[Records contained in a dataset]
__________________________________________________

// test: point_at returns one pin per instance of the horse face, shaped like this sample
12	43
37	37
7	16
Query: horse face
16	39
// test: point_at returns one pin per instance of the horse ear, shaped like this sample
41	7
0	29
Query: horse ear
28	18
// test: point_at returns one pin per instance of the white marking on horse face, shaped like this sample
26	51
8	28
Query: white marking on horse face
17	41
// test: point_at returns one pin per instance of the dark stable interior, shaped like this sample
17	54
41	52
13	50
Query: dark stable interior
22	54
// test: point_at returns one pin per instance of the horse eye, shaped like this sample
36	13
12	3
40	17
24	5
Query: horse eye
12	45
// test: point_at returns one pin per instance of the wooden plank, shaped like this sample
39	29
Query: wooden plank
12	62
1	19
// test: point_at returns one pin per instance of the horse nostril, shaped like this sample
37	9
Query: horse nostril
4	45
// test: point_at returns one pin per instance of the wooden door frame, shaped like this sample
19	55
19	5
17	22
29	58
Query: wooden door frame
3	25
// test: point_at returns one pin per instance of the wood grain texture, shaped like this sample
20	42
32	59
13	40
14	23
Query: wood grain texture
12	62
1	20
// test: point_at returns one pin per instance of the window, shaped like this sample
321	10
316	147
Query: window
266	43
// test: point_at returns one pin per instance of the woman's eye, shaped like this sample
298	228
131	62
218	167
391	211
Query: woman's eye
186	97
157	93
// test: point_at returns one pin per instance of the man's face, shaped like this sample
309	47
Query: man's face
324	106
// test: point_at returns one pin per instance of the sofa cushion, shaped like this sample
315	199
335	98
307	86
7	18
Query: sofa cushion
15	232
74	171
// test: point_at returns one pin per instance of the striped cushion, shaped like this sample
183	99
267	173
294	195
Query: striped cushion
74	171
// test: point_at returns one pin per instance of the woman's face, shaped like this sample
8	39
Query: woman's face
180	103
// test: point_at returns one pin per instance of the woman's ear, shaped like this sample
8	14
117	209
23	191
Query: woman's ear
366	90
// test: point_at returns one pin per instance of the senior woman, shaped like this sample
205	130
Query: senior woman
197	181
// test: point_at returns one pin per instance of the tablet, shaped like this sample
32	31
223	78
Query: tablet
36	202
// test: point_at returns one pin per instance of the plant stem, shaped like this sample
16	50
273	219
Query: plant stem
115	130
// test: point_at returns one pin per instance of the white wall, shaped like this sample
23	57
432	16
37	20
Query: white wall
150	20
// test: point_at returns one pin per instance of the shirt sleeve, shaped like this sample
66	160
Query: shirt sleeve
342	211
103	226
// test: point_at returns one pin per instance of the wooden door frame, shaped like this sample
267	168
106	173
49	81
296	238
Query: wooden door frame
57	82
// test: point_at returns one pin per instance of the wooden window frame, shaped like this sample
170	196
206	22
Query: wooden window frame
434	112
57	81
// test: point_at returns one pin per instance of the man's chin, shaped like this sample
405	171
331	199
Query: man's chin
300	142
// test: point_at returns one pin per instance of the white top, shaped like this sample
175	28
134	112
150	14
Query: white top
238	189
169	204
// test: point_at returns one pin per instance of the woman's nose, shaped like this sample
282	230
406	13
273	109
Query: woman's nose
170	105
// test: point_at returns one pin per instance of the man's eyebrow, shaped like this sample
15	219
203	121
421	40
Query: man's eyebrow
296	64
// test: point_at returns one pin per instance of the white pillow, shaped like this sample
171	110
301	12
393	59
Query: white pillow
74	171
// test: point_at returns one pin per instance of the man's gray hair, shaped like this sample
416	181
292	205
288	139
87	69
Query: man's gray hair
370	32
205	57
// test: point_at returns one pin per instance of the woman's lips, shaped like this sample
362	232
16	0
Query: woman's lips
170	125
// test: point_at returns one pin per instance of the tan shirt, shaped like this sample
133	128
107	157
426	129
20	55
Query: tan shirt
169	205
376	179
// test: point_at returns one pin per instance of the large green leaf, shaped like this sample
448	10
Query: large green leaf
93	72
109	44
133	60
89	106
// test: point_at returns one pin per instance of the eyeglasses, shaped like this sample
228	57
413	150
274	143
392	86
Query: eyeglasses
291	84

__________________________________________________

* TASK INSTRUCTIONS: Return each line above exactly as it appears.

* RESULT FOR THIS TASK:
// test: point_at returns one pin per instance of the horse face, shaped like this sample
12	43
37	37
7	16
Query: horse face
16	39
// test: point_at returns one pin per instance of the horse ear, shaped like this sample
41	7
0	29
Query: horse ear
28	18
// test: point_at returns one pin per instance of the white marking on horse face, shaped like this sample
26	51
8	28
Query: white marking on horse face
17	41
// test: point_at returns one pin per instance of the dark stable interior, shaped like this sample
17	54
41	52
13	50
Query: dark stable interior
22	54
// test: point_at returns one pin per instance of the horse eye, shaped like this sample
36	13
12	3
40	17
24	5
Query: horse eye
12	45
// test: point_at returns one pin per instance of the wooden plank, shaped like this sample
39	29
Query: wooden plank
12	62
1	19
// test: point_at returns one pin per instance of the horse nostril, shaped like this sample
37	9
Query: horse nostril
4	45
// test: point_at returns one pin per instance of the wooden door frame, shaped like this sample
19	55
19	5
17	22
29	58
Query: wooden door frame
3	25
// test: point_at returns one pin per instance of the wood grain texture, shaped like this sample
20	42
32	59
13	40
14	23
Query: wood grain texture
12	62
1	20
// test: point_at returns one pin per instance of the window, shaped like this sample
321	10
316	147
Query: window
266	43
// test: point_at returns one pin per instance of the woman's eye, shaped like this sample
298	228
131	62
218	167
391	211
Query: woman's eye
186	97
157	93
// test: point_at returns one pin per instance of the man's face, shaped like this sample
309	47
Query: man's face
324	106
// test: point_at returns one pin per instance of the sofa cushion, shaped like this sample
315	199
335	98
307	86
7	18
Query: sofa cushion
15	232
74	171
// test: point_at returns one pin per instance of the striped cushion, shaped like this sample
183	99
267	173
294	195
Query: striped cushion
74	171
// test: point_at returns one pin per instance of the woman's face, shaped like this sample
8	39
Query: woman's face
180	103
// test: point_at returns one pin per instance of the woman's ear, shaped like this sample
8	14
117	209
23	191
Query: woman's ear
366	90
// test: point_at returns one pin per instance of the senior woman, shaped like this sample
205	130
Query: senior woman
197	181
// test: point_at returns one pin per instance of the tablet, shaped like this sample
32	31
223	78
Query: tablet
36	202
// test: point_at returns one pin per instance of the plant stem, shaped like this sample
16	50
273	219
Query: plant stem
115	130
// test: point_at returns one pin per instance of the white wall, shaped like this sample
23	57
432	16
37	20
Query: white wall
150	20
// test: point_at returns one pin per instance of the shirt sleeve, shaped like this sample
66	160
Query: shirt sleeve
342	211
103	226
// test: point_at returns one pin per instance of the wooden door frame, shaped like this sample
267	168
106	173
49	81
296	238
Query: wooden door frame
57	82
// test: point_at returns one pin per instance of the wooden window frame, shaped like this sample
170	196
206	22
Query: wooden window frame
434	112
57	81
// test: point_at returns one pin per instance of the man's chin, shaped like this sample
405	171
331	199
Query: man's chin
300	142
// test: point_at returns one pin per instance of the white top, shaped like this sample
175	28
134	112
150	14
Query: white top
238	189
169	204
// test: point_at returns one pin per instance of the woman's nose, shaped like this sample
282	230
406	13
273	109
Query: woman's nose
170	105
// test: point_at returns one pin per instance of the man's eyebrow, shaped like this sample
15	219
203	121
421	40
Query: man's eyebrow
296	64
// test: point_at returns one pin per instance of the white pillow, shaped like this sample
171	110
301	12
393	59
Query: white pillow
74	171
// test: point_at returns one pin per instance of the man's gray hair, shaped like this sample
416	181
292	205
288	139
87	69
Query: man's gray hair
370	32
205	57
// test: point_at returns one pin per instance of the woman's lips, shaped like this sample
362	232
16	0
Query: woman's lips
170	125
// test: point_at returns one pin per instance of the tan shirt, shaped like this sample
133	128
107	157
426	129
20	55
Query: tan shirt
169	205
376	179
// test: point_at returns one pin per instance of the large green leaf, shaped like this sample
448	10
Query: large green leaf
93	72
109	44
133	60
89	106
// test: point_at returns one pin per instance of the eyeglasses, shaped like this sample
228	57
413	150
274	143
392	86
Query: eyeglasses
291	84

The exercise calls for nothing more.